Apparently putting on a show just requires a song in your heart and a pocket full of good intention.

 

"And a lot of people donating their time and energy," notes Luke Wehner, a recent graduate of Brush High School and the Chagrin Falls Performing Arts Academy.  "And it takes lots of planning.  If I've learned one thing its plan, plan, plan!"

 

Mr. Wehner did not just put on any show for his senior project.  Along with Academy alumna and current Boston University theater major Olivia Fine, he co-directed and acted in an extremely ambitious production of the musical Jesus Christ Superstar, performed past weekend in the Chagrin Fall High School's black box theater.  



Proceeds from both performances, staged after months of planning and just two weeks of intensive rehearsal, were earmarked to support local area youth theaters.

 

It is from local youth theaters like Playmakers, Stagecrafters, Heights Youth Theater, Fairmount Performing Arts Conservatory, and Near West Theater that the show's young cast members cut their teeth and found a forum for their burgeoning creativity.  The majority of them-Nick Hyland, Patrick Mooney, Derrick Hann, David Levitz, Frances Furnas, Corlesia Smith, and Austin James Murray-chose to advance their knowledge and fine-tune their skills through the Academy.   

 

The Chagrin Falls Performing Arts Academy was established in 2008 and is an accredited, half day high school program under the umbrella of northeast Ohio's Mayfield Consortium.  Ten school systems constitute the consortium, including Aurora, Beachwood, Chagrin Falls, Mayfield, Orange, Richmond Heights, Solon, South Euclid-Lyndhurst, West Geauga and, more recently, Shaker Heights.

To be done:
Please answer these questions using the article about the student production of Jesus Christ Superstar:
1. Which two schools did Luke Wehner recently graduate from?
2. How many weeks of intensive rehearsal came before the performances?
3. In what year was the Chagrin Falls Performing Arts Academy established?
The items after this text have nothing to do with it.

Provided records:

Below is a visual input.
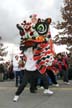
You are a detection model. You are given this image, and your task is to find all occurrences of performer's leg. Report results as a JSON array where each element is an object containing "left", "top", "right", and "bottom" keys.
[
  {"left": 13, "top": 72, "right": 30, "bottom": 102},
  {"left": 37, "top": 71, "right": 53, "bottom": 95},
  {"left": 46, "top": 70, "right": 58, "bottom": 85},
  {"left": 30, "top": 71, "right": 37, "bottom": 93}
]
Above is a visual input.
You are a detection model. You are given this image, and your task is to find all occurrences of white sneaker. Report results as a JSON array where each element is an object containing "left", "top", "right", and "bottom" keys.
[
  {"left": 64, "top": 82, "right": 70, "bottom": 85},
  {"left": 44, "top": 89, "right": 54, "bottom": 95},
  {"left": 13, "top": 95, "right": 19, "bottom": 102},
  {"left": 53, "top": 84, "right": 59, "bottom": 87}
]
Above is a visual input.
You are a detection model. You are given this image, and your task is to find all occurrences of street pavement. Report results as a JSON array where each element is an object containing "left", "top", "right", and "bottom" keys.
[{"left": 0, "top": 80, "right": 72, "bottom": 108}]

Finished answer:
1. Brush High School and the Chagrin Falls Performing Arts Academy
2. Two weeks
3. 2008